- **What needs to be done**: Print, please, the line that contains "Query: dark wavy hair" and each line after it to the end of the entries, unchanged and with nothing else.

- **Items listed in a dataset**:
☆ ☆ ☆ ☆
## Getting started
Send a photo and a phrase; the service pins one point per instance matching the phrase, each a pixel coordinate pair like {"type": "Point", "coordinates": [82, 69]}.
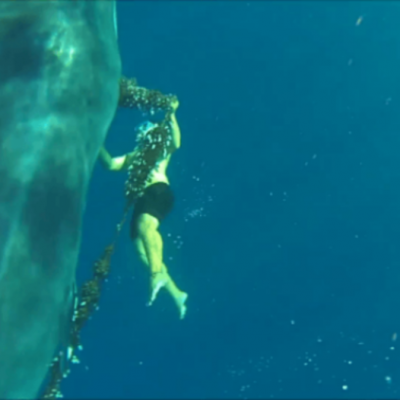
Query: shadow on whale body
{"type": "Point", "coordinates": [59, 74]}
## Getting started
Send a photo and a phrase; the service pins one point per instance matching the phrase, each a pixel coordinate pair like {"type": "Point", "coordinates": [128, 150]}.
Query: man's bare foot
{"type": "Point", "coordinates": [157, 281]}
{"type": "Point", "coordinates": [180, 301]}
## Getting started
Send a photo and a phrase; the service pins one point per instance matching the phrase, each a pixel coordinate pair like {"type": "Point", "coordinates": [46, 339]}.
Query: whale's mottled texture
{"type": "Point", "coordinates": [59, 74]}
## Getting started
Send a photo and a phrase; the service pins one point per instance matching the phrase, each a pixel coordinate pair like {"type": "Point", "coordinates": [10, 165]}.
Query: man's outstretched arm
{"type": "Point", "coordinates": [115, 163]}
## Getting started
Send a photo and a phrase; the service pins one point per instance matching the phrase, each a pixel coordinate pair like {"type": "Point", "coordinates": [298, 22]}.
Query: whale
{"type": "Point", "coordinates": [59, 86]}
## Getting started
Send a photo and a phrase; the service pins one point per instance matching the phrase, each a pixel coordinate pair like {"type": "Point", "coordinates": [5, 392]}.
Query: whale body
{"type": "Point", "coordinates": [59, 86]}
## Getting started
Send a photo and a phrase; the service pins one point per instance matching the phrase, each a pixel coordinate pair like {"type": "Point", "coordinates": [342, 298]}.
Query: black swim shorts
{"type": "Point", "coordinates": [157, 200]}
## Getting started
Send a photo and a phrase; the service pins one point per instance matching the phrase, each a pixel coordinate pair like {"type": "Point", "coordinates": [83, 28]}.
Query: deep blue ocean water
{"type": "Point", "coordinates": [287, 222]}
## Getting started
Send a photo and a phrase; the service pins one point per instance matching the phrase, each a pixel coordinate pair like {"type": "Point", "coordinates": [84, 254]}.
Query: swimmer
{"type": "Point", "coordinates": [150, 209]}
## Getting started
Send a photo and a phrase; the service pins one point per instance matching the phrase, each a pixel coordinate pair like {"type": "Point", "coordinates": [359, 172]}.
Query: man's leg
{"type": "Point", "coordinates": [149, 245]}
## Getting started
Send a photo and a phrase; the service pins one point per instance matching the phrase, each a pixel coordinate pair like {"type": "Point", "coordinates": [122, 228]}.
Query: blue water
{"type": "Point", "coordinates": [287, 223]}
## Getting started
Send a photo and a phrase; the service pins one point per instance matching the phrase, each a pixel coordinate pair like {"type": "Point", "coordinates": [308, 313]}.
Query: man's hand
{"type": "Point", "coordinates": [174, 105]}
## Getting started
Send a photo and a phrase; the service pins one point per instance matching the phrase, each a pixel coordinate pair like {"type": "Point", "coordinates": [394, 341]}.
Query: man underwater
{"type": "Point", "coordinates": [155, 203]}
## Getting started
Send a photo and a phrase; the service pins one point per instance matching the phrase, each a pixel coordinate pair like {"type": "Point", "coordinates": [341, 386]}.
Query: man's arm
{"type": "Point", "coordinates": [176, 132]}
{"type": "Point", "coordinates": [114, 163]}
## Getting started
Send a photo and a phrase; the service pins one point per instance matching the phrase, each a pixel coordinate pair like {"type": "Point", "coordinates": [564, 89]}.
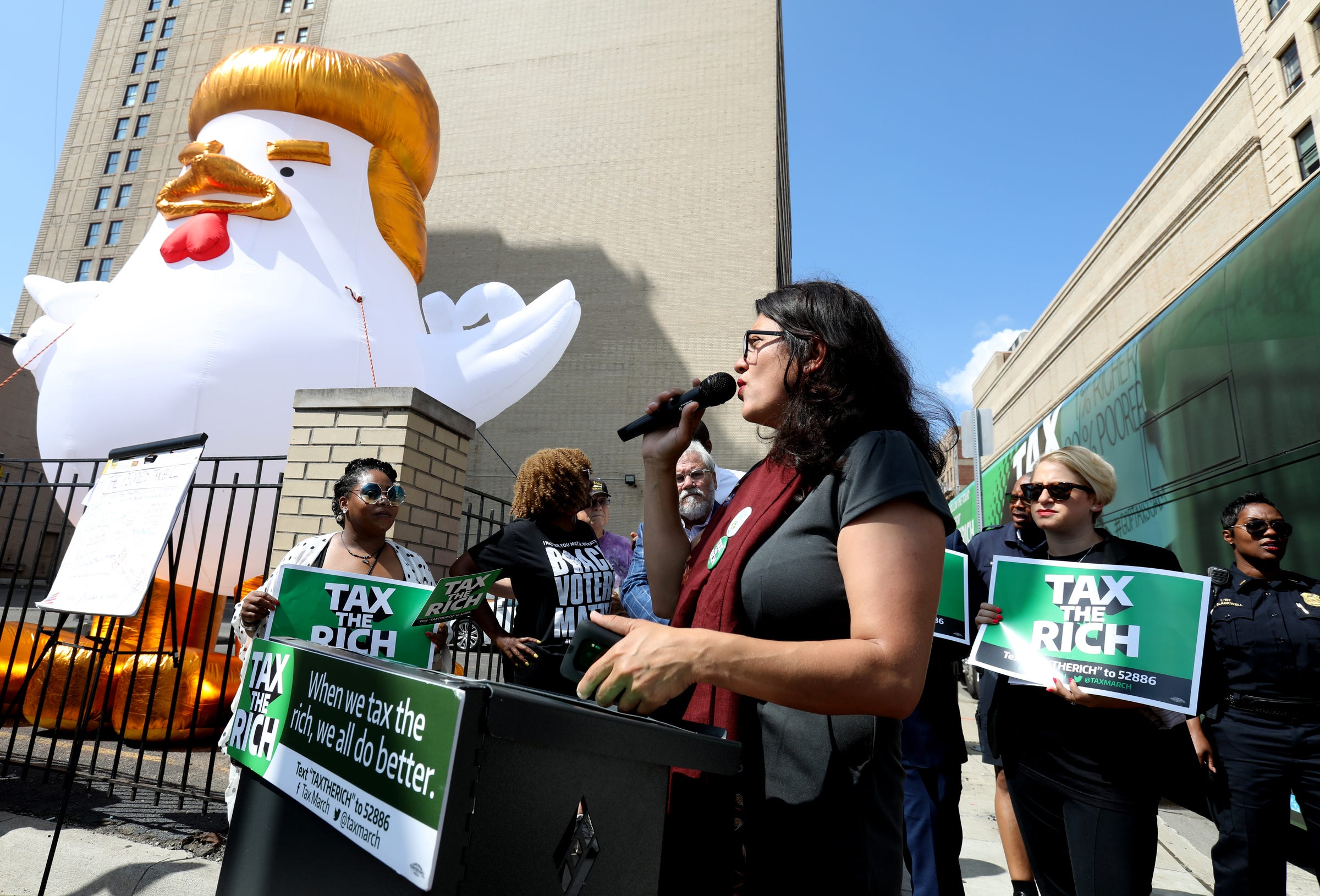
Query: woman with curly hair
{"type": "Point", "coordinates": [803, 617]}
{"type": "Point", "coordinates": [365, 503]}
{"type": "Point", "coordinates": [553, 563]}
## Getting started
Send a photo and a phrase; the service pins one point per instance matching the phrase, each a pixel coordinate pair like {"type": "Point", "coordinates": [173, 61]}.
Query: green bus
{"type": "Point", "coordinates": [1216, 396]}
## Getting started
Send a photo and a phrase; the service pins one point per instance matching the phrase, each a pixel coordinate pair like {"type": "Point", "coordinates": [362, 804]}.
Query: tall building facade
{"type": "Point", "coordinates": [1248, 150]}
{"type": "Point", "coordinates": [638, 150]}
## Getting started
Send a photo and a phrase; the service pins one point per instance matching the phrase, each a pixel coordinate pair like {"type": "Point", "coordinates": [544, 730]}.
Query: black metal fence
{"type": "Point", "coordinates": [152, 692]}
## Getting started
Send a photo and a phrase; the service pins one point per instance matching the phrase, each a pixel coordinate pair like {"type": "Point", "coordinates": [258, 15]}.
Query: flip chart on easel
{"type": "Point", "coordinates": [122, 535]}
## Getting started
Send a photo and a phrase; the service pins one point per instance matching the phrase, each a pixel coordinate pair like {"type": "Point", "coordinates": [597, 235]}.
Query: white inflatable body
{"type": "Point", "coordinates": [219, 346]}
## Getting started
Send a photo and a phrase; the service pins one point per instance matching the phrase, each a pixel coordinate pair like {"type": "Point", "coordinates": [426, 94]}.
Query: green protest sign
{"type": "Point", "coordinates": [1121, 631]}
{"type": "Point", "coordinates": [951, 619]}
{"type": "Point", "coordinates": [367, 750]}
{"type": "Point", "coordinates": [457, 597]}
{"type": "Point", "coordinates": [364, 614]}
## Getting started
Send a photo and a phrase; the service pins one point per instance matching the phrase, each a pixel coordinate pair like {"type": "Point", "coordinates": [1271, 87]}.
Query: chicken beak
{"type": "Point", "coordinates": [212, 172]}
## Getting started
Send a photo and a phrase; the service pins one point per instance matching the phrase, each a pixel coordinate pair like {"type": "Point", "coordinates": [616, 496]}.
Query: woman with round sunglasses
{"type": "Point", "coordinates": [365, 503]}
{"type": "Point", "coordinates": [1081, 768]}
{"type": "Point", "coordinates": [1262, 683]}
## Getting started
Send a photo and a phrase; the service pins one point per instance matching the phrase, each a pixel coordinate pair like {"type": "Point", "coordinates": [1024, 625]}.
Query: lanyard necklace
{"type": "Point", "coordinates": [1053, 557]}
{"type": "Point", "coordinates": [365, 559]}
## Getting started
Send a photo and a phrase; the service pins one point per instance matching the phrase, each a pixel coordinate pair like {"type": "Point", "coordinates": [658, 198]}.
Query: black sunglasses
{"type": "Point", "coordinates": [1060, 491]}
{"type": "Point", "coordinates": [373, 494]}
{"type": "Point", "coordinates": [747, 337]}
{"type": "Point", "coordinates": [1257, 528]}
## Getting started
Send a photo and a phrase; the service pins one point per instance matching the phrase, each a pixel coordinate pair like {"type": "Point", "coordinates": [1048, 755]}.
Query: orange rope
{"type": "Point", "coordinates": [366, 336]}
{"type": "Point", "coordinates": [21, 367]}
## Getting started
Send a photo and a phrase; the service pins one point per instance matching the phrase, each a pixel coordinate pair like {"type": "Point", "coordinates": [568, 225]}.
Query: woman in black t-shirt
{"type": "Point", "coordinates": [1081, 768]}
{"type": "Point", "coordinates": [803, 617]}
{"type": "Point", "coordinates": [553, 564]}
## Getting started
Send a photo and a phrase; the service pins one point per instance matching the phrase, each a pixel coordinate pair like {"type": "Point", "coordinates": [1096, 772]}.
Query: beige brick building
{"type": "Point", "coordinates": [1248, 148]}
{"type": "Point", "coordinates": [637, 150]}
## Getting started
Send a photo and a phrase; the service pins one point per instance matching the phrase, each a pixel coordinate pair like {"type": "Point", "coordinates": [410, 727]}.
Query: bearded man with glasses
{"type": "Point", "coordinates": [1262, 675]}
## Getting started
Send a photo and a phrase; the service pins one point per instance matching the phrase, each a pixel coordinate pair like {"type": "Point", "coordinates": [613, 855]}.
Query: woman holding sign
{"type": "Point", "coordinates": [1080, 767]}
{"type": "Point", "coordinates": [803, 617]}
{"type": "Point", "coordinates": [366, 502]}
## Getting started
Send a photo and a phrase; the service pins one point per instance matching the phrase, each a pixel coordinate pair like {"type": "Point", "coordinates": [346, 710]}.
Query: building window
{"type": "Point", "coordinates": [1291, 69]}
{"type": "Point", "coordinates": [1307, 155]}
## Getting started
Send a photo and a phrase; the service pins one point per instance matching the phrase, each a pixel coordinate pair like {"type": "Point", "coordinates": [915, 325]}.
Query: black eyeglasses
{"type": "Point", "coordinates": [761, 343]}
{"type": "Point", "coordinates": [1257, 528]}
{"type": "Point", "coordinates": [374, 494]}
{"type": "Point", "coordinates": [1060, 491]}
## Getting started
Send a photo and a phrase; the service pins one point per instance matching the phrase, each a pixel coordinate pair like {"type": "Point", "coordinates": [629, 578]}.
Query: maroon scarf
{"type": "Point", "coordinates": [711, 596]}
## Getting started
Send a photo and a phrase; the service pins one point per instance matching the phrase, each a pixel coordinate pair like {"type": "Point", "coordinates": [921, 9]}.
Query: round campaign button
{"type": "Point", "coordinates": [717, 552]}
{"type": "Point", "coordinates": [737, 521]}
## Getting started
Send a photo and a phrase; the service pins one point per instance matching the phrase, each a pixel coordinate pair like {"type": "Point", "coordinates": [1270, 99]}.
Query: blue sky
{"type": "Point", "coordinates": [952, 161]}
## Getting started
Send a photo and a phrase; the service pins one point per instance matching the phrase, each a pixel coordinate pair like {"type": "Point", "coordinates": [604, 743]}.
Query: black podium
{"type": "Point", "coordinates": [526, 765]}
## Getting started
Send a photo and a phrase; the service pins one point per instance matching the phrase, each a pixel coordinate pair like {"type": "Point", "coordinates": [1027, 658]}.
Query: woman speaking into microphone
{"type": "Point", "coordinates": [802, 618]}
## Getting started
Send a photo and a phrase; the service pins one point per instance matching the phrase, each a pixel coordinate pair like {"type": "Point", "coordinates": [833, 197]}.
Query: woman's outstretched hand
{"type": "Point", "coordinates": [644, 672]}
{"type": "Point", "coordinates": [256, 606]}
{"type": "Point", "coordinates": [668, 445]}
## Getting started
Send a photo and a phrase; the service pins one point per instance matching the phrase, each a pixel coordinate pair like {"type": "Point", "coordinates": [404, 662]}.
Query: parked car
{"type": "Point", "coordinates": [468, 635]}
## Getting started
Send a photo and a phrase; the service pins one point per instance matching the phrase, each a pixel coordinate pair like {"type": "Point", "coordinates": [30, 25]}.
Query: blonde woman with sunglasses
{"type": "Point", "coordinates": [1083, 771]}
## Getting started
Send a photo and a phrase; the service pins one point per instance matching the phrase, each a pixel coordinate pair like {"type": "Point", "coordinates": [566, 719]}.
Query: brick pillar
{"type": "Point", "coordinates": [426, 441]}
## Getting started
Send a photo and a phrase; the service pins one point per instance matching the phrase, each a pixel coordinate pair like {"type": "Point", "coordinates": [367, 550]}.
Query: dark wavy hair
{"type": "Point", "coordinates": [353, 475]}
{"type": "Point", "coordinates": [862, 384]}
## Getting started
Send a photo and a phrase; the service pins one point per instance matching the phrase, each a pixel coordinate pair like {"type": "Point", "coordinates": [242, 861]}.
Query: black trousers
{"type": "Point", "coordinates": [1081, 850]}
{"type": "Point", "coordinates": [932, 829]}
{"type": "Point", "coordinates": [1260, 759]}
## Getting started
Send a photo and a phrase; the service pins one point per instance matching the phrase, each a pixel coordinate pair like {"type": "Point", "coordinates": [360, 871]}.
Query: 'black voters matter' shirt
{"type": "Point", "coordinates": [559, 577]}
☆ ☆ ☆ ☆
- **Answer to the exercise**:
Query: dark wavy hair
{"type": "Point", "coordinates": [353, 475]}
{"type": "Point", "coordinates": [862, 384]}
## Getting started
Send a photo and a phrase; the service pins one point per instance matching the phrase, each a pixel coordinate pair like {"type": "Point", "coordinates": [242, 861]}.
Query: black trousers
{"type": "Point", "coordinates": [1081, 850]}
{"type": "Point", "coordinates": [932, 829]}
{"type": "Point", "coordinates": [1260, 759]}
## Getting started
Send a photo and a phrase; the service pins one point per instance matching the phrase, each a pixel coordinate pair like {"type": "Point", "coordinates": [360, 871]}.
Query: 'black voters matter' shirt
{"type": "Point", "coordinates": [559, 577]}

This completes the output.